● SET EXERCISE
Each entry below is to be written out exactly, and the pictures are to be left out.

— Start of DATA PROVIDED —

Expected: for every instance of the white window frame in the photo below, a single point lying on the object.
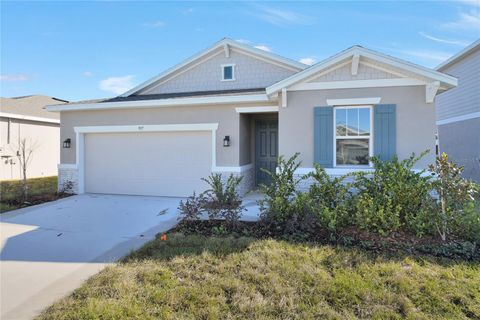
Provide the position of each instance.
(222, 67)
(370, 137)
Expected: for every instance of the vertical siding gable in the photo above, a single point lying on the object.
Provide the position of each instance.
(250, 72)
(323, 136)
(384, 131)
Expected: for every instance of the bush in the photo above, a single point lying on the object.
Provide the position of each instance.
(329, 200)
(393, 197)
(455, 194)
(221, 201)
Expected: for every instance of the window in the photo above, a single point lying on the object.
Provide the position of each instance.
(228, 72)
(353, 139)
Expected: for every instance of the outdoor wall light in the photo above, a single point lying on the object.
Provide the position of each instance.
(226, 141)
(66, 143)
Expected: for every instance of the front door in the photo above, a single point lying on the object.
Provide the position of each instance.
(266, 149)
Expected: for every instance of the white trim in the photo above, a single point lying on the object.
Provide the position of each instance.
(349, 84)
(256, 109)
(271, 57)
(447, 81)
(148, 128)
(459, 118)
(29, 118)
(354, 101)
(222, 66)
(370, 136)
(81, 131)
(431, 90)
(233, 169)
(247, 98)
(459, 55)
(284, 98)
(66, 166)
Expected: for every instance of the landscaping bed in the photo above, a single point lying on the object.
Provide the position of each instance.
(40, 190)
(239, 277)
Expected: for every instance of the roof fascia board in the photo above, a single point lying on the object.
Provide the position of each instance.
(466, 51)
(376, 56)
(233, 44)
(253, 98)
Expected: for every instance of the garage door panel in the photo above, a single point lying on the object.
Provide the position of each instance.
(160, 163)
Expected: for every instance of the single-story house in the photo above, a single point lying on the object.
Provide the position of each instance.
(458, 111)
(25, 118)
(234, 109)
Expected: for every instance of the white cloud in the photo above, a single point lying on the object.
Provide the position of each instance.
(155, 24)
(474, 3)
(455, 42)
(466, 21)
(308, 60)
(13, 77)
(280, 17)
(263, 47)
(117, 85)
(431, 57)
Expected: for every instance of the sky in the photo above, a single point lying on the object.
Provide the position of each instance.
(86, 50)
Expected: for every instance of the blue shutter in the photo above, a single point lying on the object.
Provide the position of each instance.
(323, 136)
(385, 131)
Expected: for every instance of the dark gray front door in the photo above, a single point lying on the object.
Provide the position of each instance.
(266, 149)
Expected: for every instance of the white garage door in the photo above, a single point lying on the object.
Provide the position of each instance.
(147, 163)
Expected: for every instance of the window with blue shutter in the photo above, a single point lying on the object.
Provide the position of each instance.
(323, 136)
(385, 131)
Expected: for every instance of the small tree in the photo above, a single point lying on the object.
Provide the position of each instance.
(453, 191)
(25, 150)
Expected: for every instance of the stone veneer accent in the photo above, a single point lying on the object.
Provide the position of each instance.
(70, 173)
(65, 174)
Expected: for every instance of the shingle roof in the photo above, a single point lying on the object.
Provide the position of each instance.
(32, 105)
(186, 94)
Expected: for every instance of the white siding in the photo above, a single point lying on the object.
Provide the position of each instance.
(465, 98)
(250, 72)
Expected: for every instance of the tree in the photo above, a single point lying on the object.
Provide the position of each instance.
(25, 150)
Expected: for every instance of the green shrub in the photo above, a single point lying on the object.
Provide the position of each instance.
(393, 197)
(329, 199)
(278, 205)
(221, 201)
(454, 193)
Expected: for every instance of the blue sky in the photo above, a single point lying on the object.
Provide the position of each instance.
(85, 50)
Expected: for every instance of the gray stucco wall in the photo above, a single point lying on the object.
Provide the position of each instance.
(415, 120)
(465, 98)
(225, 115)
(461, 141)
(250, 72)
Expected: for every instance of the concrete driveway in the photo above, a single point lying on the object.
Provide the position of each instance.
(49, 250)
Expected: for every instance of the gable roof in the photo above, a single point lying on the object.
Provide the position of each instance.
(29, 106)
(446, 81)
(224, 43)
(465, 52)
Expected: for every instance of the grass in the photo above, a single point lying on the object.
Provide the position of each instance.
(39, 190)
(198, 277)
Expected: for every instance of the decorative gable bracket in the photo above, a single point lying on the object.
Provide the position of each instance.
(431, 91)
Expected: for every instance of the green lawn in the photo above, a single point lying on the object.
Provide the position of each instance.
(197, 277)
(39, 190)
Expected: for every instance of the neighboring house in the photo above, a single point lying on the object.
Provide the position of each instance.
(458, 111)
(25, 118)
(234, 109)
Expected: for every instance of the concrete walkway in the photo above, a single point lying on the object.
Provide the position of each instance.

— End of DATA PROVIDED —

● ANSWER TO THIS TASK
Expected: for every instance of the white window frame in the photo below, a single point lying on the object.
Provide the position of each instance.
(222, 67)
(370, 137)
Expected: for every instance of the vertical siding gable in the photo above, a single point lying on the object.
Provide the position of each instance.
(250, 72)
(323, 136)
(384, 131)
Expected: for every instance of the bush in the photo above, a single point lying on the object.
Provide the position of each instance.
(329, 200)
(393, 197)
(455, 194)
(221, 201)
Expected: for every instance of the window in the photo above, a single point lying on the object.
Provide the position of each instance.
(228, 72)
(353, 139)
Expected: for every instance of the outdoor wall light in the photo above, a single point lying on the object.
Provide the position of each instance.
(226, 141)
(66, 143)
Expected: for every instance of the front door in the photo above, a single point lying on the object.
Provide the position of each instance.
(266, 149)
Expected: for every instance of the white trim in the photo above, a single point lying on the object.
Provide the position of each instance.
(349, 84)
(256, 109)
(271, 57)
(447, 81)
(148, 128)
(459, 118)
(29, 118)
(354, 101)
(222, 66)
(370, 136)
(81, 131)
(431, 90)
(233, 169)
(247, 98)
(459, 55)
(284, 98)
(66, 166)
Expected: for every instance of the landscaping bed in the photo above, a single point lying on the object.
Provide the position of each instance.
(40, 190)
(239, 277)
Expected: for every instance of the roof fascia board in the photo above, a single point lying on the object.
Provide the position of each instance.
(466, 51)
(376, 56)
(233, 44)
(253, 98)
Expected: for every instance of the garage door panel in the photo above, a single point lying on the object.
Provide the position of each instance.
(160, 163)
Expected: for every instance of the single-story house in the photo above, a single point lying on the object.
Provide the position of each instance.
(458, 111)
(25, 118)
(234, 109)
Expected: for every instance of the white cloud in the photo above, a single point lying on the object.
Provide the position of each instance.
(155, 24)
(474, 3)
(455, 42)
(466, 21)
(308, 60)
(13, 77)
(280, 17)
(263, 47)
(117, 85)
(431, 57)
Expected: for every instance of the sky in the photo above, a single point lying on the object.
Provide the position of each instance.
(86, 50)
Expected: for every instance of the blue shutter in the photo above, a single point lying on the object.
Provide the position of each instance.
(323, 136)
(385, 131)
Expected: for every instance of the dark gray front door in the photo above, a single point lying on the object.
Provide the position of each instance.
(266, 149)
Expected: for every instance of the white garage door in the photo above, a single point lying on the object.
Provide the position of each instance.
(147, 163)
Expected: for every instance of the window with blue shutter in the photo above, a single point lying on the object.
Provide the position of each instance.
(323, 136)
(385, 131)
Expected: for every instance of the small tree in the photo above, a single point lying on the object.
Provide the position of each instance.
(453, 191)
(25, 150)
Expected: for every instance of the stone veneer accent in the photo above, a single point lying on the object.
Provide the position of each instance.
(70, 173)
(65, 174)
Expected: for every instance of the shingle roof in the photo above, a single point lying on the object.
Provide the position of each instance.
(32, 105)
(186, 94)
Expected: for every instance of the white siding in the photo above, a single point lying on the object.
Provide the position of each instance.
(465, 98)
(250, 72)
Expected: for every instance of the tree in the photo above, a single point lying on the object.
Provide the position of each instance.
(25, 150)
Expected: for every instance of the green shrub in the photo above, a single point lying on the object.
Provide the position of each instance.
(393, 197)
(329, 199)
(278, 205)
(221, 201)
(454, 193)
Expected: for every instance of the blue sky in the photo above, a single point lying on the object.
Provide the position of each instance.
(85, 50)
Expected: for every instance of the gray stucco wall in the photo above, a single point lying on the object.
Provide the position of each instance.
(415, 120)
(465, 98)
(225, 115)
(461, 141)
(250, 72)
Expected: for every instance of the concrete driveway in the photo above, a single point lying on the object.
Provide the position of each instance.
(49, 250)
Expected: for every instance of the gable roof in the photo above, a single point lying on the object.
Provide the position of each instance.
(29, 106)
(446, 81)
(224, 43)
(465, 52)
Expected: for every instance of the grass in the photo above, a single point lying on the object.
Provide the position of each instance.
(39, 190)
(198, 277)
Expected: for every instance of the decorative gable bracket in the photo above, a single point lying on the object.
Provide the position of each instance.
(431, 91)
Expected: for every instance of the green lawn in the photo above, a single point lying on the object.
Provide the position of each instance.
(197, 277)
(39, 190)
Expected: for every instance of the neighboring house in the photo above, a single point lying on the object.
Provide the position of each instance.
(458, 111)
(25, 118)
(234, 109)
Expected: for every instance of the concrete walkway in the photo above, a single point lying on the object.
Provide the position of each instance.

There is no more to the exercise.